THE REQUEST
Copy the lines below word for word, leaving out the pictures.

▼

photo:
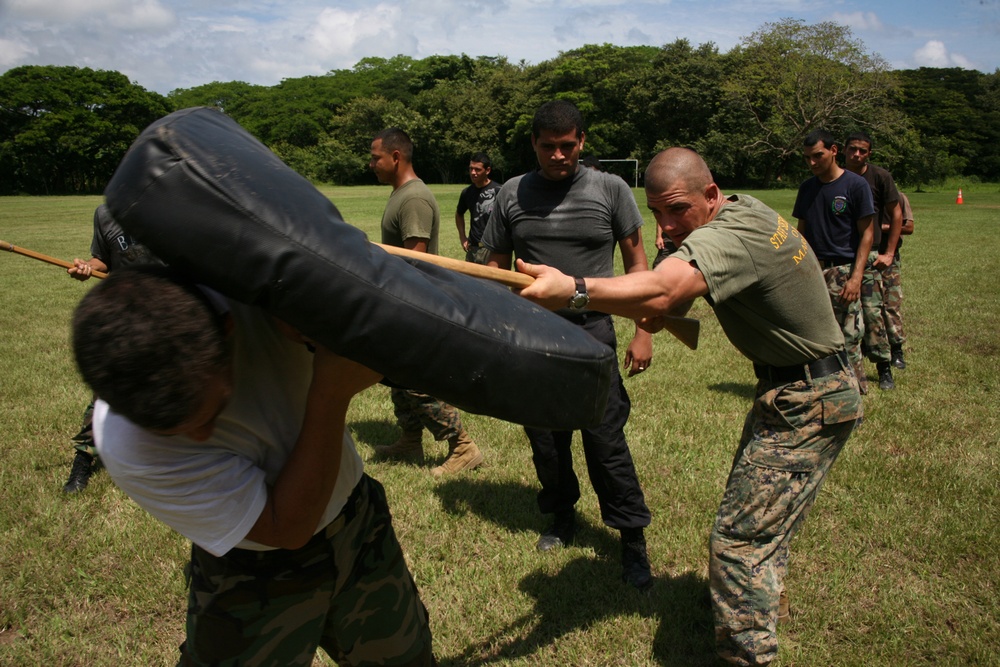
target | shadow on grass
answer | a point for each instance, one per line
(584, 592)
(741, 389)
(374, 432)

▲

OUTPUT BELOW
photo:
target | shadow on grass
answer | a point for each instance, one per line
(584, 592)
(741, 389)
(374, 432)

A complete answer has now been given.